*** Exercise input Section Begins ***

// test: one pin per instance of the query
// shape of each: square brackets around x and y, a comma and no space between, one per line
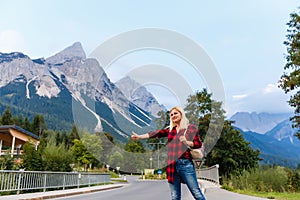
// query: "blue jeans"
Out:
[184,169]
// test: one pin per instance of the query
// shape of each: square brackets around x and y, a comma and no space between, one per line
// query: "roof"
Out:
[21,130]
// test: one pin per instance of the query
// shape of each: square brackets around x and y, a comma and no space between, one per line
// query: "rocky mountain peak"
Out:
[139,95]
[8,57]
[72,52]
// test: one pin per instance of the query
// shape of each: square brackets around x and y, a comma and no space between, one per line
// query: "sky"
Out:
[243,39]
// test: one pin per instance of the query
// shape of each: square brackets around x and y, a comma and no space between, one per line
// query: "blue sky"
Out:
[244,39]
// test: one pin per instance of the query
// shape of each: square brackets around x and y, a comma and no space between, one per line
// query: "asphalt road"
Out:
[155,190]
[134,190]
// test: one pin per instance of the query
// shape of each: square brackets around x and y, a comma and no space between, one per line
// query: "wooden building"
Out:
[14,137]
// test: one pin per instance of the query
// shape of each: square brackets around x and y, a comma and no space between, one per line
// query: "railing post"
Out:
[64,183]
[19,182]
[78,180]
[45,182]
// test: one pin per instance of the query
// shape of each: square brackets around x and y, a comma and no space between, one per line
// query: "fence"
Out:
[34,180]
[210,174]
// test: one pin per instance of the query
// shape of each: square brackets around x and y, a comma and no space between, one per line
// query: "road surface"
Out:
[155,190]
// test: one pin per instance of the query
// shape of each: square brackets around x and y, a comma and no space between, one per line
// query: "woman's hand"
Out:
[183,139]
[135,136]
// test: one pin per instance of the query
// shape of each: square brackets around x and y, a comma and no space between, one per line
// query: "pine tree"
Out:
[7,118]
[290,80]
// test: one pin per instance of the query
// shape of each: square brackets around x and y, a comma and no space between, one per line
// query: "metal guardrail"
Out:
[32,180]
[209,174]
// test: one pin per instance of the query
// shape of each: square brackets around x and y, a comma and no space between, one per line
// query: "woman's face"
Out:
[175,116]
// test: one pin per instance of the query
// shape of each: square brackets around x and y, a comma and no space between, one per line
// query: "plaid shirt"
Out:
[177,149]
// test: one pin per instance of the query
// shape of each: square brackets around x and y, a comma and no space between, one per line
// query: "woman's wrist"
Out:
[190,143]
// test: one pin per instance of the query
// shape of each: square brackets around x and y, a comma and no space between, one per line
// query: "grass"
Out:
[272,195]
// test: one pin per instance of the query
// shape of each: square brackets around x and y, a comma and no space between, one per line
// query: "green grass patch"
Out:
[271,195]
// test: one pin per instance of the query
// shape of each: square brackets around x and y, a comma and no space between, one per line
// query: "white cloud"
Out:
[239,96]
[271,88]
[11,40]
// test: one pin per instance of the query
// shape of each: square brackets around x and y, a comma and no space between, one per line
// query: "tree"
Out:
[39,124]
[134,146]
[7,118]
[56,157]
[27,125]
[81,154]
[290,80]
[73,135]
[32,159]
[107,143]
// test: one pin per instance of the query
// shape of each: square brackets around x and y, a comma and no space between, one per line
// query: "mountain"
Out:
[69,88]
[258,122]
[273,151]
[278,145]
[139,95]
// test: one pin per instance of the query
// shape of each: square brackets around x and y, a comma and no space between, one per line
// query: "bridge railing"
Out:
[33,180]
[209,174]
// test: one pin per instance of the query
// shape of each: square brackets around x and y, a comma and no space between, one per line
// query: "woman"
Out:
[180,167]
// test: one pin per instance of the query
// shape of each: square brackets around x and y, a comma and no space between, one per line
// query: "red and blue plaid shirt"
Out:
[177,149]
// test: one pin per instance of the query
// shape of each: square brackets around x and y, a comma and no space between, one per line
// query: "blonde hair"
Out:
[184,122]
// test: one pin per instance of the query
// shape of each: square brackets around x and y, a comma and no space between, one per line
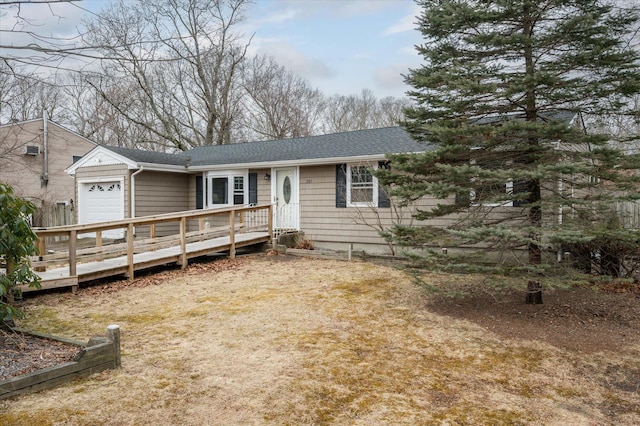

*** Exercise input Section Ends ***

Prompt: Lines holding the word "shirt" are the answer; copy every one from the records above.

Output below:
// query: "plaid shirt"
// query: "red and blue plaid shirt"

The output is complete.